• AUSGEWÄHLTER TEXTAUSZUG
In diesem Kapitel geht es um Organisation der Quellinformationen für das Web.

 

Psychologische Erkentnisse

Kognitive Bilder: Benutzer bauen beim Benutzen komplexerer Systeme mentale Modelle auf

  • Habitualisierung: Sie sind aufgrund ihrer Erfahrungen in der Lage Beziehungen zwischen den Struktureinheiten vorherzusagen bzw. erwarten bestimmte Reaktionen
  • Begrenzte Verarbeitungskapazität des Menschen: Arbeitsgedächtnis behält nur ein Bruchteil der Informationen des Ultrakurzspeichers

 

Was ist besonderes an Informationsstrukturen im Web?

Das Web stellt besondere Anforderungen an Strukturierung der Inhalte. Das Prinzip des Hypertexts, das dem Web zur Grunde liegt, sowie der nicht-sequentielle Aufbau des Webs erfordern erst eine Gliederung des Inhalts und die durchdachte Strukturierung der Beziehungen zwischen einzelnen Inhalten. Denn lange Bildschirmtexte sind schwer lesbar und Nutzer neigen dazu diese zu speichern oder auszudrucken. Außerdem führt das Scrollen zur Desorientierung und Inhalte außerhalb des Bildschirms sind somit schnell vergessen.

• BEREITGESTELLTE ANGABEN
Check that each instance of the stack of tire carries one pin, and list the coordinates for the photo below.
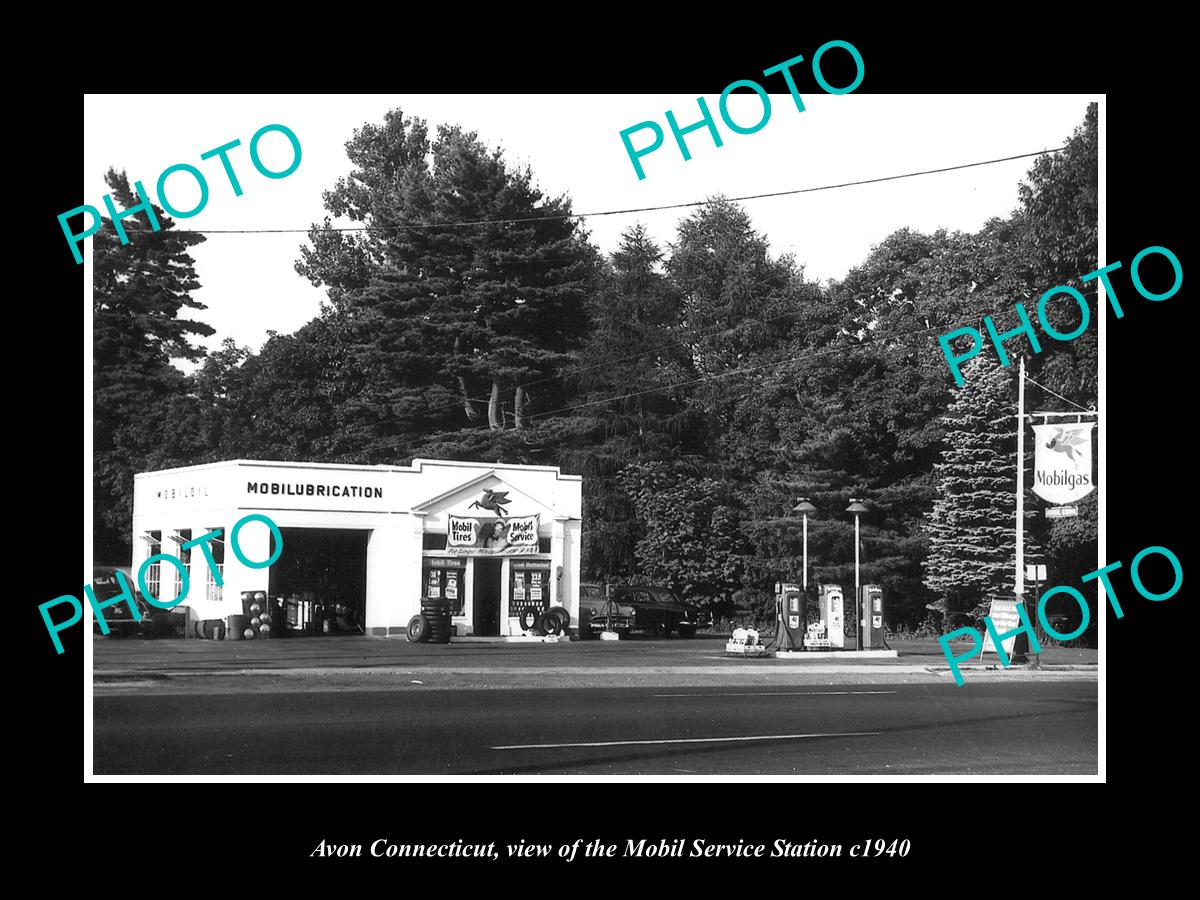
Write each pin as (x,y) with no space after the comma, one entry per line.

• ARBEITSANWEISUNGEN
**1.** Geben Sie aus dem Textauszug den Abschnitt wörtlich wieder, der mit „Das Web stellt“ beginnt und bis einschließlich „somit schnell vergessen.“ reicht.
**2.** Wozu führt laut dem Textauszug das Scrollen?
Das Material steht in keinem Zusammenhang mit dem Textauszug.

• SCHRIFTLICHE ANTWORTEN
**1.**
Das Web stellt besondere Anforderungen an Strukturierung der Inhalte. Das Prinzip des Hypertexts, das dem Web zur Grunde liegt, sowie der nicht-sequentielle Aufbau des Webs erfordern erst eine Gliederung des Inhalts und die durchdachte Strukturierung der Beziehungen zwischen einzelnen Inhalten. Denn lange Bildschirmtexte sind schwer lesbar und Nutzer neigen dazu diese zu speichern oder auszudrucken. Außerdem führt das Scrollen zur Desorientierung und Inhalte außerhalb des Bildschirms sind somit schnell vergessen.

**2.** Das Scrollen führt zur Desorientierung.